* Your task *
Count the lines in the data below that contain the word "pixel", with case counting, and reply with only that number.
---+---
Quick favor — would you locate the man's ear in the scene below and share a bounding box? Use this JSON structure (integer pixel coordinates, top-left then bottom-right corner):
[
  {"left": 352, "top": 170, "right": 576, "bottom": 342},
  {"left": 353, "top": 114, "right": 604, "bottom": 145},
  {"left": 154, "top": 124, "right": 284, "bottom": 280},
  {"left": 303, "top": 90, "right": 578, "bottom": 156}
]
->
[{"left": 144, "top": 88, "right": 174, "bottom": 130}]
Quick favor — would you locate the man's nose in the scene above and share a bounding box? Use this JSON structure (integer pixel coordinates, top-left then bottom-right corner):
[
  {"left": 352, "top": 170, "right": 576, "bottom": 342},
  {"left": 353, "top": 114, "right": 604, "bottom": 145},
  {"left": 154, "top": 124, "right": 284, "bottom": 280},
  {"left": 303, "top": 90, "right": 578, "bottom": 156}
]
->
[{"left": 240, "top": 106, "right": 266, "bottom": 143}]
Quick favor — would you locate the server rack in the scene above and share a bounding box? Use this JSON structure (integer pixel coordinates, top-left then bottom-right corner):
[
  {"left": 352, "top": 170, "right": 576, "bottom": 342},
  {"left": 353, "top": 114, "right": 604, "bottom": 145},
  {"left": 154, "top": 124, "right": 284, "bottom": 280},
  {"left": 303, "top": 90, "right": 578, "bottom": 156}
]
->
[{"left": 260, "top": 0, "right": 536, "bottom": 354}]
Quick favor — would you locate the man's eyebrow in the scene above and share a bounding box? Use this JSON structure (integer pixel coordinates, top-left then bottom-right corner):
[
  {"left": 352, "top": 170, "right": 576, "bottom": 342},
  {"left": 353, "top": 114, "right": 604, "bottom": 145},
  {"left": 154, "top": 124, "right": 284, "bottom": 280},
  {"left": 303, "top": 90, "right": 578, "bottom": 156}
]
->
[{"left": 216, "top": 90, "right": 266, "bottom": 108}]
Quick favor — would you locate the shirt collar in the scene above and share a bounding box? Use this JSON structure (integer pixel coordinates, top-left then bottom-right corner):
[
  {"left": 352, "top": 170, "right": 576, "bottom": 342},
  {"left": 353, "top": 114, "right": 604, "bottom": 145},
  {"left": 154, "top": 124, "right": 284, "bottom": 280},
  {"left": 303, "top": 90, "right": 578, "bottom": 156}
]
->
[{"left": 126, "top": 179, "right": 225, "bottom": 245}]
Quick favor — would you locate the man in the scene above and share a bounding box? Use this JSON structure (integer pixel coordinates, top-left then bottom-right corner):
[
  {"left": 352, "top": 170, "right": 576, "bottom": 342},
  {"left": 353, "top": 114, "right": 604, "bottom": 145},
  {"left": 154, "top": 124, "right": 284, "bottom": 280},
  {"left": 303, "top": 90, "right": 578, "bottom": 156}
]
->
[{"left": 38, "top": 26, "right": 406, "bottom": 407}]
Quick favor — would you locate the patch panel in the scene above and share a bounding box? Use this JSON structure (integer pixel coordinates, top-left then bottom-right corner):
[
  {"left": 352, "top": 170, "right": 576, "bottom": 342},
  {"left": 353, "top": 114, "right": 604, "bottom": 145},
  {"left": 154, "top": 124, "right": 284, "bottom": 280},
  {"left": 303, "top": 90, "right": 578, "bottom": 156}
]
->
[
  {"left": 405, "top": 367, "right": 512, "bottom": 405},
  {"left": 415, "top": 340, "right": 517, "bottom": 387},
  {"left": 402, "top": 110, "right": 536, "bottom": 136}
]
---+---
* Result for this exercise *
7